**Set exercise A:** From the iPad app design tips, output the passage that begins at the words "The solution? Testing." and stops after "app with ease.", copying it word for word.
**Set exercise B:** In the iPad app design tips, which app is named as an example of one with zero traditional navigation?
**Set exercise C:** According to the iPad app design tips, why do users not miss navigation in Flipboard? Explain in one to three sentences.

═════ Document passage

Top 5 Tips for Designing iPad Apps

If the past nine months have proven anything, it’s that app design for iPad is going to be a wild ride. In this article, we will discuss five tips to help you create iPad designs that rock!

1. Custom UI's Are OK, But Do Them Right

Being a designer, I’m obviously all for custom user interfaces, but also understand how quickly the design train can derail! If you want to design a custom user interface, focus on the following items:

Deliver Immediate Immersion

Flipboard is a great example of an app that has zero traditional navigation, but completely immerses you in the experience. You do not miss the navigation because you flow directly into the content.

Flipboard Screenshots

How Much Exploring is Too Much?

Custom interfaces allow you to do a lot of cool things with what I call layered layouts, when various pieces of the layout scroll independently from each other. In some cases, not all of the content is revealed to the user until they understand how each of these layers moves around. So, the question you have to answer is: how much do you leave up to the user to discover?

In Cool Hunting, the user can swipe the top images left and right, which reveals more images that, if you didn’t swipe, you wouldn’t know were there. For the article area, which scrolls up and down, users are expecting to swipe text up and down, but not necessarily the images at the top.

The solution? Testing. How long did it take me to figure out that the images at the top swipe left and right to reveal more images? Maybe after a minute of playing with it. And the result? I was actually pleasantly surprised, not upset that it wasn’t more obvious.

Cool Runnings Screenshots

Multiple Browsing Options

One really cool feature of the CNN app is the ability to hold and slide your finger over the news stories at the bottom and get a preview of the story headline. Nice! It keeps the user from hitting back to browse all stories.

CNN Screenshots

2. Aim for Very Few Instructions

What’s cool about iPad from a design standpoint is that you get to be a renegade. Users are not balking at apps that do not use “standard” navigation controls. The trick is in creating an engaging user experience that still allows the user to navigate the app with ease.

One of the number one things to keep in the forefront of your mind when you’re exploring "alternative" layouts:

Minimize the users need for "help".

This means no help buttons, no questions marks, no "i" info buttons. None of that. A well thought out design doesn’t need this superfluous information (cue the angry cries and shaking of fists).

CNN Screenshots

Before you get your panties in a wad, this doesn’t mean that you can’t give “hints”. Hints are subtle, contextually relevant tips that provide that gentle nudge when a user is debating what to do next.

3. Consider the Way Orientation Changes Layout

Translating your design from portrait to landscape, or vice versa, is a pain. I know. It’s like designing an entirely new app, at least from a layout standpoint. The key thing to keep in mind here is to not change the user experience!

For example, not many apps have the luxury of being able to translate as well as Note Taker, which is almost an exact match:

CNN Screenshots

Cool Hunting is a more common example of how content-based apps change from a grid to a list view. It does not dramatically change how the user interacts with the app:

CNN Screenshots

4. Don’t Forget: Dynamic Content Affects Design!!

══════════
═════ Stored rows

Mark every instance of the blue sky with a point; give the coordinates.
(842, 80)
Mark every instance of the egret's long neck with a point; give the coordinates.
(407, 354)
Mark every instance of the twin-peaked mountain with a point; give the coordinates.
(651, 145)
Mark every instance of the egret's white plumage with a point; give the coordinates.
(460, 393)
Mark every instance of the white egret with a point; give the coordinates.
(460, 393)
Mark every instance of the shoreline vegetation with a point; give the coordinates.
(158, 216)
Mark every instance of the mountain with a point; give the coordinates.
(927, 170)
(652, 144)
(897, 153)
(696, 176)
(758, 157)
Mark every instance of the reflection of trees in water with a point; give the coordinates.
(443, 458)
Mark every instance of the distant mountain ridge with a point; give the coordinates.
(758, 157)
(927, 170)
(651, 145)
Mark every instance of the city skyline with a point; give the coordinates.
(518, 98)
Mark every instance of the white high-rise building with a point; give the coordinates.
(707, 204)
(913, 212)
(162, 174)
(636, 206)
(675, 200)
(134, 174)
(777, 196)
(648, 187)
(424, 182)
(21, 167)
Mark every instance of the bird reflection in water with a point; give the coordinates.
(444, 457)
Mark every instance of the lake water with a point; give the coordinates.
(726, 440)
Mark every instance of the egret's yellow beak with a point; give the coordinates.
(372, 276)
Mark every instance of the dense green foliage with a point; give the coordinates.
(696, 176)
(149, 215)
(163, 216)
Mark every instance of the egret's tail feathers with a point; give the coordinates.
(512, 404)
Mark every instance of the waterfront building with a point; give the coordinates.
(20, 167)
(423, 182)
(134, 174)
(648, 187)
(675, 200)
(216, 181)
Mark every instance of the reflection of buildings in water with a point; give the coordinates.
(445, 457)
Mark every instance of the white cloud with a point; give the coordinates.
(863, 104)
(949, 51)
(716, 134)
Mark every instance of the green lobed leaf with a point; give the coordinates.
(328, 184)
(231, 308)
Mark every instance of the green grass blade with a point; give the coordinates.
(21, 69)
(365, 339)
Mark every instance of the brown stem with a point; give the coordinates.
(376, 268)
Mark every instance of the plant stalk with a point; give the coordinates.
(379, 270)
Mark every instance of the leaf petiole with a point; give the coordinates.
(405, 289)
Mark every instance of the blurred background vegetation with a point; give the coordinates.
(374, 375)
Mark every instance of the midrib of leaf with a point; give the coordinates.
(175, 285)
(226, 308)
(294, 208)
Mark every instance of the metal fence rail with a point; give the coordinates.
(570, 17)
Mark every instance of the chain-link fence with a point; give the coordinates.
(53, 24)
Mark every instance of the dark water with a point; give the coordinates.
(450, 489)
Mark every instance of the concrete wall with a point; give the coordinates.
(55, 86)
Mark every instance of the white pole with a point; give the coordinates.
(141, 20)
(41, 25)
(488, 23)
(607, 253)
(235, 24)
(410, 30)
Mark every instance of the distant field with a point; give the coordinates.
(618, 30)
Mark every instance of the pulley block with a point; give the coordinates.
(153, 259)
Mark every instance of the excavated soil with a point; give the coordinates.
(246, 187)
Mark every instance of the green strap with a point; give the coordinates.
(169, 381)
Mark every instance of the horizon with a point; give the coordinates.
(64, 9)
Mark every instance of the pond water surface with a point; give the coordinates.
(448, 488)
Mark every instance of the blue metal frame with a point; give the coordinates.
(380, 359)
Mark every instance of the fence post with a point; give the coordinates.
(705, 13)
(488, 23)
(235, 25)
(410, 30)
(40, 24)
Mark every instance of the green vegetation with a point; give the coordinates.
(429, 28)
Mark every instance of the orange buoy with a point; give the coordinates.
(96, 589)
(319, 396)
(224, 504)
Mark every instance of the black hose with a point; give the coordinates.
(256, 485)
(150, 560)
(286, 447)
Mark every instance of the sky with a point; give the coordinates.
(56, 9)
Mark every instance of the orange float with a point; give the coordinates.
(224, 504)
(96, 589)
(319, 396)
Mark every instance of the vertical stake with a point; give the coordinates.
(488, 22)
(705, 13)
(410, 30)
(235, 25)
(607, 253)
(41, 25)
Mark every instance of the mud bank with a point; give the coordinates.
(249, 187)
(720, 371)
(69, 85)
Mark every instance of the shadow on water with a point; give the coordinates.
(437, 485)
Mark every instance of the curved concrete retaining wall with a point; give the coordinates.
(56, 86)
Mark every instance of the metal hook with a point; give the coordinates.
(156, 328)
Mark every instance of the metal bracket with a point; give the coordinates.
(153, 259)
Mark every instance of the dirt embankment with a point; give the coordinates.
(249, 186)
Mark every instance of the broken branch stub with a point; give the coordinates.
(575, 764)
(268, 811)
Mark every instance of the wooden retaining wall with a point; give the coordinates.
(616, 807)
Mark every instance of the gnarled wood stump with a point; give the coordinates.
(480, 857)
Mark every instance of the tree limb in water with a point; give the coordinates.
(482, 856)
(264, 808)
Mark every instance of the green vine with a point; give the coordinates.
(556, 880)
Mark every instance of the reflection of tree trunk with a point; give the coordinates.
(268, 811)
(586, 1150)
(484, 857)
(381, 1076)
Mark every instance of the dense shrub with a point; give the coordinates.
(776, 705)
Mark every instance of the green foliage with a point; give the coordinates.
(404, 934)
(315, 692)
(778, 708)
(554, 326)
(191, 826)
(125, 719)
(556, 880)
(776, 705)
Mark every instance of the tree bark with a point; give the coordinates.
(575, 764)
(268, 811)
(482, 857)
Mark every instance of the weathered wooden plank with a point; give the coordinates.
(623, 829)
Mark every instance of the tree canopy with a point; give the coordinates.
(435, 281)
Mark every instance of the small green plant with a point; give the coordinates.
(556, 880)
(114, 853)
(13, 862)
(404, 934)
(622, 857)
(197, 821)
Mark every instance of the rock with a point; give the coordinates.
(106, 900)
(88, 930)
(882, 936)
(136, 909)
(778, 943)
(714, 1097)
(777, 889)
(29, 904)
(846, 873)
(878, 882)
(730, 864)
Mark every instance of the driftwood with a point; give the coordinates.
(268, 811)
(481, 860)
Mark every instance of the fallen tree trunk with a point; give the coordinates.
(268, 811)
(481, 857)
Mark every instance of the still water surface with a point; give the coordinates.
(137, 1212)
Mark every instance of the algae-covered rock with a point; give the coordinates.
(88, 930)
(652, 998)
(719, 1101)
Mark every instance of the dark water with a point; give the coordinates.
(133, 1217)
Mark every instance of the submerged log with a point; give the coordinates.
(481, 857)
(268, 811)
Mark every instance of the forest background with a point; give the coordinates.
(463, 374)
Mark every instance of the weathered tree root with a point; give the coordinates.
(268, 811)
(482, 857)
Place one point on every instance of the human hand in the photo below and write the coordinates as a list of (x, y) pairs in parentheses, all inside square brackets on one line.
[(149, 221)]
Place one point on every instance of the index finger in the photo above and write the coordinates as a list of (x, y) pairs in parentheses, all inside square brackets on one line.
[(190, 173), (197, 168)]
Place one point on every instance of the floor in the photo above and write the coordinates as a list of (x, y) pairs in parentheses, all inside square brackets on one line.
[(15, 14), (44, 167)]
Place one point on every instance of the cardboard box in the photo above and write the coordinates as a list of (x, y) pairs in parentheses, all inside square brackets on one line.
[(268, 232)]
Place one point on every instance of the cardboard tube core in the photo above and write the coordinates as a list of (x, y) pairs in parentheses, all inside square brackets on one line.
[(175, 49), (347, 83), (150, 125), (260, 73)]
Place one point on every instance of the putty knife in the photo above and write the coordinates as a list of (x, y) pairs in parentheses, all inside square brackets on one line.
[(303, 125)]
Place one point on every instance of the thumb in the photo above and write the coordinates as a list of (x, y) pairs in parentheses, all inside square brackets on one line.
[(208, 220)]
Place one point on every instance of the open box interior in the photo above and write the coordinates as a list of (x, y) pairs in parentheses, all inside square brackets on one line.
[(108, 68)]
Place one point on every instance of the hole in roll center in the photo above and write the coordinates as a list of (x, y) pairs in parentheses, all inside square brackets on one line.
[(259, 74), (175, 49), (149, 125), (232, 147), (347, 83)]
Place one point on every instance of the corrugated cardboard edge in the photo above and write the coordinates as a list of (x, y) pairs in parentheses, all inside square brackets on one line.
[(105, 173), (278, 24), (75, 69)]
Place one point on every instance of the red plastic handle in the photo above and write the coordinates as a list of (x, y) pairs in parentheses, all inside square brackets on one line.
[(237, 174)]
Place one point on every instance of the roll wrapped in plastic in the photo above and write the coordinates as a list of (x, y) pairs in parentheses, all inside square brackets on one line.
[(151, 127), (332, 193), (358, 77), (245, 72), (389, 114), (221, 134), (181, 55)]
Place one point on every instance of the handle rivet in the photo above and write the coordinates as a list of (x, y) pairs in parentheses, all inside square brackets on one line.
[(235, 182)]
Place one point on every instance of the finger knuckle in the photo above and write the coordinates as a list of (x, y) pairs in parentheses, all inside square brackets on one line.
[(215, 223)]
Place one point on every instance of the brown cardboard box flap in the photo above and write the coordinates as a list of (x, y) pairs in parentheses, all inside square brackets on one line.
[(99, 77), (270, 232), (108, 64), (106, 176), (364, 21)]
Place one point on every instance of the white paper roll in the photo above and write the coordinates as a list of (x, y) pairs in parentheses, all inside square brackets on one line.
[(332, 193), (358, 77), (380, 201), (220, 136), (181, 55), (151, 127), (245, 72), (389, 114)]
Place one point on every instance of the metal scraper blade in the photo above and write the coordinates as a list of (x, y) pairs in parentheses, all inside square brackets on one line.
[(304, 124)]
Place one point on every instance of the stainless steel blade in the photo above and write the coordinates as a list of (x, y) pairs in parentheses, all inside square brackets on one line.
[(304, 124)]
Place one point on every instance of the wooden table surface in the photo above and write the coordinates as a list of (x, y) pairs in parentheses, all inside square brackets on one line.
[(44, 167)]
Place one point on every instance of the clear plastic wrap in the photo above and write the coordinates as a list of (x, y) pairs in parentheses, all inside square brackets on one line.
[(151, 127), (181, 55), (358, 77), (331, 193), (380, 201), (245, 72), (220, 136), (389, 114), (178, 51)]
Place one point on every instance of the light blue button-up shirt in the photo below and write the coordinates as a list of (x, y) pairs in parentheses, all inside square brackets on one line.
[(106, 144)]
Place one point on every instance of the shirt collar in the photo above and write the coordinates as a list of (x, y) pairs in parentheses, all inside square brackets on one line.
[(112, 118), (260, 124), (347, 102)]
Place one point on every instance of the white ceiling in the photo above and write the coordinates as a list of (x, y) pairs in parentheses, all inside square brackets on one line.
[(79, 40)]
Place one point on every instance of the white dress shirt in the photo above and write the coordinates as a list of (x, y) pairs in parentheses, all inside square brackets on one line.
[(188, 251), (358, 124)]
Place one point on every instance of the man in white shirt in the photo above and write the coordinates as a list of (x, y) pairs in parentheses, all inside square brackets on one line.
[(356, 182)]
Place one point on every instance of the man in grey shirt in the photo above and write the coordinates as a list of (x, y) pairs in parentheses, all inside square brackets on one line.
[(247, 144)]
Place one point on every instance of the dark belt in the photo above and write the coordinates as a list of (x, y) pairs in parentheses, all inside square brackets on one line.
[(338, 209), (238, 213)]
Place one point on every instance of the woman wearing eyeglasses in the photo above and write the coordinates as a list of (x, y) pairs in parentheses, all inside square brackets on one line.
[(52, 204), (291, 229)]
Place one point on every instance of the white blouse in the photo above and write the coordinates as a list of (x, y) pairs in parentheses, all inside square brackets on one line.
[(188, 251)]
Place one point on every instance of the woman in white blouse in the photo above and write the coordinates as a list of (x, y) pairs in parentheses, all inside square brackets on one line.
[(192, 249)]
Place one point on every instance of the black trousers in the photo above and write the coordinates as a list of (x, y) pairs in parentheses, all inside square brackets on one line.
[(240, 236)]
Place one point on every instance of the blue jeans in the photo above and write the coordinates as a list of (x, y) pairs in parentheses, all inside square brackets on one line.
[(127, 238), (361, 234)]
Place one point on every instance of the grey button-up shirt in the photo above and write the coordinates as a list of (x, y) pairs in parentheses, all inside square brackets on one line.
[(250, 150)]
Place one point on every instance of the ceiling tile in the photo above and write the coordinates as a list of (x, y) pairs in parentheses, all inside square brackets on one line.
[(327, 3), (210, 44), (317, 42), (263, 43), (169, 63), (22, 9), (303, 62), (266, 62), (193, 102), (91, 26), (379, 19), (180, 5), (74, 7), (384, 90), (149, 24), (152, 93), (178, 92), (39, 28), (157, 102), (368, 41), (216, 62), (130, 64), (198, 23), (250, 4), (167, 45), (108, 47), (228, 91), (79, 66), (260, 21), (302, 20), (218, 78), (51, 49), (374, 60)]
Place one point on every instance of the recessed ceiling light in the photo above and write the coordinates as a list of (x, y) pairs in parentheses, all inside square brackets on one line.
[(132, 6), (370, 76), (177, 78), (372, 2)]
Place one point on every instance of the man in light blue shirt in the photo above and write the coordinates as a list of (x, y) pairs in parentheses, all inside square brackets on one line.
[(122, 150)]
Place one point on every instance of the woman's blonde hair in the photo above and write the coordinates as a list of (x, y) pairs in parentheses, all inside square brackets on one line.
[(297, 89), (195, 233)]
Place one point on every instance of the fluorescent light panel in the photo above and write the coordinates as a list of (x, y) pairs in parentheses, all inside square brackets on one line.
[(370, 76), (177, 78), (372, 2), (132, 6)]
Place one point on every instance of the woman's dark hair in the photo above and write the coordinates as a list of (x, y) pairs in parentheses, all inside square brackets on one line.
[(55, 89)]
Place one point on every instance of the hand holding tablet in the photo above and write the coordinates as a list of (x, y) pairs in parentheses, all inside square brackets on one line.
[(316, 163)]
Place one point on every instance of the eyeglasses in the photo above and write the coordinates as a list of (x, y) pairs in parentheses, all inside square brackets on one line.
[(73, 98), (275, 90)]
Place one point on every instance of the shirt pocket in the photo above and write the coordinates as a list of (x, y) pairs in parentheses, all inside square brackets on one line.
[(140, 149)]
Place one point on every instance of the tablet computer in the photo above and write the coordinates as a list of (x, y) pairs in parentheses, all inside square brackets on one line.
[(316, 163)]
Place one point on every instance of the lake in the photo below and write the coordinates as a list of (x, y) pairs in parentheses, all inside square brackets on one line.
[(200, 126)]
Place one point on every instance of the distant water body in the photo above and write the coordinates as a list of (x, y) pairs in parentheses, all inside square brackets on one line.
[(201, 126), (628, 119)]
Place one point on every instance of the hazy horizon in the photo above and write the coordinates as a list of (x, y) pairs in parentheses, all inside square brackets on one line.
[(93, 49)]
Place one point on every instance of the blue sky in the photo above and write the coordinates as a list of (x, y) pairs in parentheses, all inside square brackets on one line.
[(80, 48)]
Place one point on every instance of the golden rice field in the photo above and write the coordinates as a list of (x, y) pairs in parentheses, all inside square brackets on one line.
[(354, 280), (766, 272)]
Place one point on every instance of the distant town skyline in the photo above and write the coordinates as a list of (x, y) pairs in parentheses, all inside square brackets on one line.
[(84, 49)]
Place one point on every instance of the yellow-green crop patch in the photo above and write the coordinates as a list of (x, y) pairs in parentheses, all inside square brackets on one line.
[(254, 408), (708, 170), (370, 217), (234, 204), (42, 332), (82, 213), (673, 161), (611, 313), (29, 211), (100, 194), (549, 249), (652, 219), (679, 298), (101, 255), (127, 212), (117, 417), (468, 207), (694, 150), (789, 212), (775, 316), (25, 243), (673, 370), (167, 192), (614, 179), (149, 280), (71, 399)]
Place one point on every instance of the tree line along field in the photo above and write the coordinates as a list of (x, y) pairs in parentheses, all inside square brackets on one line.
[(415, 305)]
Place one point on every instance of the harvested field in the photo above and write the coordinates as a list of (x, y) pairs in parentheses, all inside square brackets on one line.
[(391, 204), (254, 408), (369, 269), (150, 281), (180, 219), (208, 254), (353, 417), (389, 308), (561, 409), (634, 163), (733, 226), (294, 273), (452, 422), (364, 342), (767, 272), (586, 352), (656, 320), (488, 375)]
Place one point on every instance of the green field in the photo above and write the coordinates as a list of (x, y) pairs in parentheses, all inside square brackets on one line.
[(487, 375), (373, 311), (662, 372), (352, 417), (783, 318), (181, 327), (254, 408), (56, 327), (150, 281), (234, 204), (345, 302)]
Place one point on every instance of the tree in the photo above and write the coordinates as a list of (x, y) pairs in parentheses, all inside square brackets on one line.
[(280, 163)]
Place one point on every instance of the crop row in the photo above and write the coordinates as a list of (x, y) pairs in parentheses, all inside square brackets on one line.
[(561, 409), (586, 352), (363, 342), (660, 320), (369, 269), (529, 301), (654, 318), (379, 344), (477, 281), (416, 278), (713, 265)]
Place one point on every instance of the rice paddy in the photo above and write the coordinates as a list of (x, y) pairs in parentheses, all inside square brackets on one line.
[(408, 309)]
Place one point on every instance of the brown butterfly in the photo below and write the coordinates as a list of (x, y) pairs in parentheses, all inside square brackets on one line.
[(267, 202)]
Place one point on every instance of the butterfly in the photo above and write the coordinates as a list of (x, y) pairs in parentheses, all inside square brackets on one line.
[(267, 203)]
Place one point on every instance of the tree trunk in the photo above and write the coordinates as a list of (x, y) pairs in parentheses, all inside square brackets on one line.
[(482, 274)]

══════════

**Reply A:**
The solution? Testing. How long did it take me to figure out that the images at the top swipe left and right to reveal more images? Maybe after a minute of playing with it. And the result? I was actually pleasantly surprised, not upset that it wasn’t more obvious.

Cool Runnings Screenshots

Multiple Browsing Options

One really cool feature of the CNN app is the ability to hold and slide your finger over the news stories at the bottom and get a preview of the story headline. Nice! It keeps the user from hitting back to browse all stories.

CNN Screenshots

2. Aim for Very Few Instructions

What’s cool about iPad from a design standpoint is that you get to be a renegade. Users are not balking at apps that do not use “standard” navigation controls. The trick is in creating an engaging user experience that still allows the user to navigate the app with ease.

**Reply B:** Flipboard.

**Reply C:** Users do not miss the navigation because they flow directly into the content. The app completely immerses them in the experience.